# Start of Provided information

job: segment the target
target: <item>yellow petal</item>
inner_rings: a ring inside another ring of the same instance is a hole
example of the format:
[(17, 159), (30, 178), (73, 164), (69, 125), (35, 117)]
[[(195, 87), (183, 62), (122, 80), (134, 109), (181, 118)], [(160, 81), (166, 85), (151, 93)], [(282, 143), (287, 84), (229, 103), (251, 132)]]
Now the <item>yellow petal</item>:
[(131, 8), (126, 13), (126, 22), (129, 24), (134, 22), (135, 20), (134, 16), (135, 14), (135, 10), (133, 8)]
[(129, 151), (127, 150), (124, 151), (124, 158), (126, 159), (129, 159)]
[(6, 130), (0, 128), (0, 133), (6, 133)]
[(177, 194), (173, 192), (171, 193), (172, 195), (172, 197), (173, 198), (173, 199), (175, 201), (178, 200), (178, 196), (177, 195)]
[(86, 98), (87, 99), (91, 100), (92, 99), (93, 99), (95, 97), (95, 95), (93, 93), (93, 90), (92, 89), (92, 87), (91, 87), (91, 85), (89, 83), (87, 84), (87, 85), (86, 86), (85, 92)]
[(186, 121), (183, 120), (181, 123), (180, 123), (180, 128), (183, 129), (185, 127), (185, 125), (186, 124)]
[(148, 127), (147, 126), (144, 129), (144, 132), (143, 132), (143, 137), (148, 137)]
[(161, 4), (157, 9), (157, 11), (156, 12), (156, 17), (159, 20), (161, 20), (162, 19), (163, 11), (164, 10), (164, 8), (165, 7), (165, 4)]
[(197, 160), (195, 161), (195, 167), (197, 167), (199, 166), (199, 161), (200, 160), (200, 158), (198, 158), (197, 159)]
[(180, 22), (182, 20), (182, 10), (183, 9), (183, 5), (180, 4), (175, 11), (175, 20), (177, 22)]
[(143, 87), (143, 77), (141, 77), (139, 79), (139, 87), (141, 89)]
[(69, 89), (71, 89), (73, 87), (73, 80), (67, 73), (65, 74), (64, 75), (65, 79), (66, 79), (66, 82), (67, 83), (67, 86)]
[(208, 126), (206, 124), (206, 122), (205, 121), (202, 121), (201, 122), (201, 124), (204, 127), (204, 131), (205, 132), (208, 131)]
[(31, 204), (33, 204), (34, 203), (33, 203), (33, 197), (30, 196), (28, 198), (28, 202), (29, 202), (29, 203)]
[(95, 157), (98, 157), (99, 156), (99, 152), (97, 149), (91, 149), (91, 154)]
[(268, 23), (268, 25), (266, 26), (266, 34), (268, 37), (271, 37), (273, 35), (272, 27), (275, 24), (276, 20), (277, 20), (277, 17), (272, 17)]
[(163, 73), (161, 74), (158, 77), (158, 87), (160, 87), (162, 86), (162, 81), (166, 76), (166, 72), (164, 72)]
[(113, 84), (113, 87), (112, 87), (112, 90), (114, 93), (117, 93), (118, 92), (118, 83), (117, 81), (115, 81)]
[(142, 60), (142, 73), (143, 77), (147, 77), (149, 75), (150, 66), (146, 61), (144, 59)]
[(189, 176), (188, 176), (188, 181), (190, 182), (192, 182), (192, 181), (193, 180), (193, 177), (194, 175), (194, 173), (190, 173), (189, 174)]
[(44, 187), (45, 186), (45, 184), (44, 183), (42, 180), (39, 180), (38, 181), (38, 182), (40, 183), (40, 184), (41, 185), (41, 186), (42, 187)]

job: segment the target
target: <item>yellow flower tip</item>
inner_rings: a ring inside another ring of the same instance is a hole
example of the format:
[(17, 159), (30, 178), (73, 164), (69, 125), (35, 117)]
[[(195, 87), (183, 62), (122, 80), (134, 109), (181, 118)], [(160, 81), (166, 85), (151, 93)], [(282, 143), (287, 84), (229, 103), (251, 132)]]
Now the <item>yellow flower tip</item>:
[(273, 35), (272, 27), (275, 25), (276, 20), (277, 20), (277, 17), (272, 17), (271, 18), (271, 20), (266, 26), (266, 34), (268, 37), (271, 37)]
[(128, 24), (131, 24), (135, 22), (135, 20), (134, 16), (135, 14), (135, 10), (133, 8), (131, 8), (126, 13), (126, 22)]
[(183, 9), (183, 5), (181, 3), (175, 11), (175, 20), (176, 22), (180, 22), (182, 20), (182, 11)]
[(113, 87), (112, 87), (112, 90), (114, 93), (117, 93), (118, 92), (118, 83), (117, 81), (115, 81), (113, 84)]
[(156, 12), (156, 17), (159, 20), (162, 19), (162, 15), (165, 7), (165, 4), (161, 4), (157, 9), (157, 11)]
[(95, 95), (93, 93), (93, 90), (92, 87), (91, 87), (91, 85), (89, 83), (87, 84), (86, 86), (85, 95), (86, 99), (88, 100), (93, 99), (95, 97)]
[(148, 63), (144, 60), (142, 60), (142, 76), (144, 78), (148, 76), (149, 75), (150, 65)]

# End of Provided information

What is expected | Retype every one of the items above character for character, keeping each line and its order unchanged.

Task output |
job: segment the target
target: <item>yellow petal</item>
inner_rings: a ring inside another ring of the same instance is a hole
example of the format:
[(17, 159), (30, 178), (73, 164), (69, 125), (35, 117)]
[[(195, 87), (183, 62), (122, 80), (134, 109), (181, 118)], [(160, 81), (166, 85), (151, 93)], [(282, 143), (287, 84), (229, 103), (251, 132)]]
Now the <item>yellow petal</item>:
[(131, 8), (126, 13), (126, 22), (129, 24), (134, 22), (135, 20), (134, 16), (135, 14), (135, 10), (133, 8)]
[(129, 151), (127, 150), (124, 151), (124, 158), (126, 159), (129, 159)]
[(6, 130), (0, 128), (0, 133), (6, 133)]
[(177, 194), (173, 192), (171, 193), (172, 195), (172, 197), (173, 198), (173, 199), (175, 201), (178, 200), (178, 196), (177, 195)]
[(86, 98), (87, 99), (91, 100), (92, 99), (93, 99), (95, 97), (95, 95), (93, 93), (93, 90), (92, 89), (92, 87), (91, 87), (91, 85), (89, 83), (87, 84), (87, 85), (86, 86), (85, 92)]
[(186, 121), (183, 120), (181, 123), (180, 123), (180, 128), (183, 129), (185, 127), (185, 125), (186, 124)]
[(148, 127), (147, 126), (144, 129), (144, 132), (143, 132), (143, 137), (148, 137)]
[(161, 4), (157, 9), (157, 11), (156, 12), (156, 17), (159, 20), (161, 20), (162, 19), (163, 11), (164, 10), (164, 8), (165, 7), (165, 4)]
[(197, 160), (195, 161), (195, 167), (197, 167), (199, 166), (199, 161), (200, 160), (200, 158), (198, 158), (197, 159)]
[(180, 22), (182, 20), (182, 10), (183, 9), (183, 5), (180, 4), (175, 11), (175, 20), (177, 22)]
[(143, 87), (143, 77), (141, 77), (139, 79), (139, 87), (141, 89)]
[(69, 89), (71, 89), (73, 87), (73, 80), (67, 73), (65, 74), (64, 75), (65, 79), (66, 79), (66, 82), (67, 83), (67, 86)]
[(208, 126), (206, 124), (206, 122), (205, 121), (202, 121), (201, 122), (201, 124), (204, 127), (204, 131), (205, 132), (208, 131)]
[(31, 204), (33, 204), (34, 203), (33, 203), (33, 197), (30, 196), (28, 198), (28, 202), (29, 202), (29, 203)]
[(95, 157), (98, 157), (99, 156), (99, 152), (97, 149), (91, 149), (91, 154)]
[(268, 23), (268, 25), (266, 26), (266, 34), (268, 37), (271, 37), (273, 35), (272, 27), (275, 24), (276, 20), (277, 20), (277, 17), (272, 17)]
[(163, 73), (161, 74), (158, 77), (158, 87), (160, 87), (162, 86), (162, 81), (166, 76), (166, 72), (164, 72)]
[(113, 84), (113, 87), (112, 87), (112, 90), (114, 93), (117, 93), (118, 92), (118, 83), (117, 81), (115, 81)]
[(142, 60), (142, 73), (143, 77), (147, 77), (149, 75), (150, 66), (146, 61), (144, 59)]
[(189, 176), (188, 176), (188, 181), (190, 182), (192, 182), (192, 181), (193, 180), (193, 177), (194, 175), (194, 173), (190, 173), (189, 174)]
[(44, 187), (45, 186), (45, 184), (44, 183), (42, 180), (39, 180), (38, 181), (38, 182), (40, 183), (40, 184), (41, 185), (41, 186), (42, 187)]

job: segment the target
target: <item>yellow flower tip</item>
inner_rings: a ring inside another ring of the same instance is a hole
example of the format:
[(17, 159), (30, 178), (73, 164), (69, 125), (35, 117)]
[[(195, 87), (183, 62), (122, 80), (134, 109), (181, 118)], [(160, 81), (166, 85), (151, 93)], [(282, 143), (287, 84), (229, 103), (251, 132)]]
Now the <item>yellow flower tip</item>:
[(273, 35), (272, 27), (275, 25), (276, 20), (277, 20), (277, 17), (272, 17), (271, 18), (271, 20), (266, 26), (266, 34), (268, 37), (271, 37)]
[(128, 24), (131, 24), (135, 22), (135, 20), (134, 16), (135, 14), (135, 10), (133, 8), (131, 8), (126, 13), (126, 22)]
[(183, 9), (183, 5), (181, 3), (175, 11), (175, 20), (176, 22), (180, 22), (182, 20), (182, 11)]
[(113, 87), (112, 87), (112, 90), (114, 93), (117, 93), (118, 92), (118, 83), (117, 81), (115, 81), (113, 84)]
[(156, 12), (156, 17), (159, 20), (162, 19), (162, 15), (165, 7), (165, 4), (161, 4), (157, 9), (157, 11)]
[(95, 95), (93, 93), (93, 90), (92, 87), (91, 87), (91, 85), (89, 83), (87, 84), (86, 86), (85, 95), (86, 99), (88, 100), (93, 99), (95, 97)]
[(148, 63), (144, 60), (142, 60), (142, 76), (144, 78), (148, 76), (149, 75), (150, 65)]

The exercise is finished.